Source records
# # #
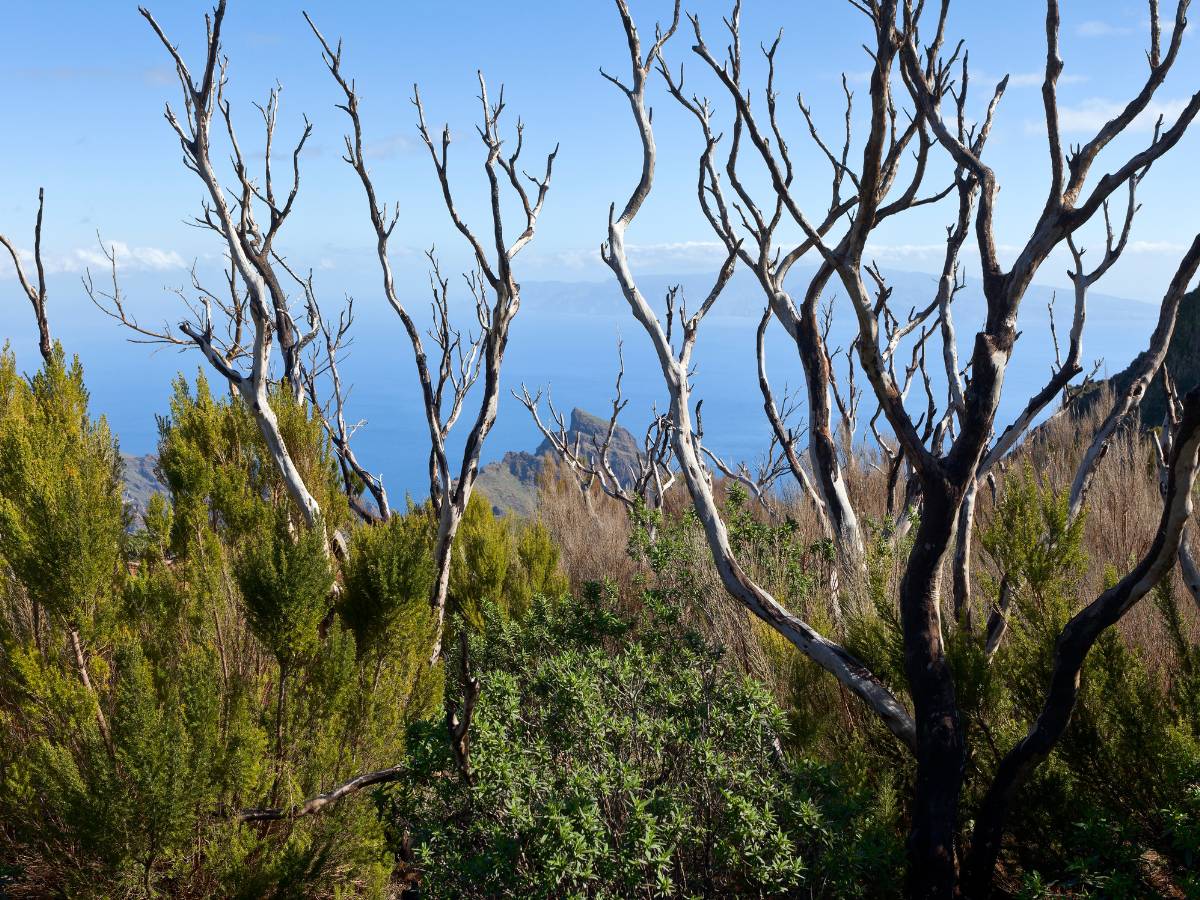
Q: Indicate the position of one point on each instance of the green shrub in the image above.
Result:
(619, 757)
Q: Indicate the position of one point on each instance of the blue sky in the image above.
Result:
(85, 83)
(84, 87)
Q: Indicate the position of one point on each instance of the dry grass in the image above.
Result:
(1122, 515)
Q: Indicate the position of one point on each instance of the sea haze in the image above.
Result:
(565, 339)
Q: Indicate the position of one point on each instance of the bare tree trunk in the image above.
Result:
(1189, 569)
(964, 533)
(101, 721)
(36, 294)
(1074, 643)
(933, 868)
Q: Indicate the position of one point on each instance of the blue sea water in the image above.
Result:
(564, 339)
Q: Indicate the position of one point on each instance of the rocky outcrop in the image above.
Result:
(511, 483)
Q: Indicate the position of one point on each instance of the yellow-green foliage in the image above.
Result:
(187, 627)
(285, 582)
(497, 562)
(61, 522)
(216, 465)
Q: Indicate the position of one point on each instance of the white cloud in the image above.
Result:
(388, 147)
(1030, 79)
(1093, 113)
(1096, 28)
(150, 259)
(677, 256)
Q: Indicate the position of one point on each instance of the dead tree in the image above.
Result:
(36, 294)
(946, 450)
(646, 480)
(243, 360)
(675, 361)
(492, 285)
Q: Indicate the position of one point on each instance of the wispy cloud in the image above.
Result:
(1097, 28)
(1029, 79)
(388, 147)
(148, 75)
(1093, 113)
(675, 257)
(148, 259)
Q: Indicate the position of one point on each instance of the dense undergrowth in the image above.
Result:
(636, 735)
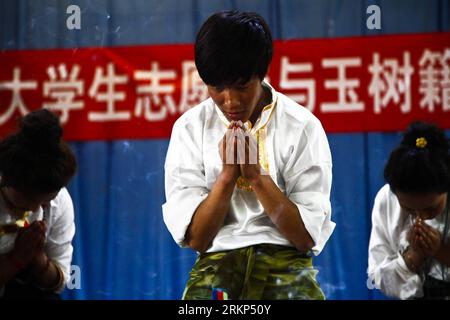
# # #
The exercise
Report how many lines in the records above contain the word "image". Reply with the number alone.

Reply to the exercise
12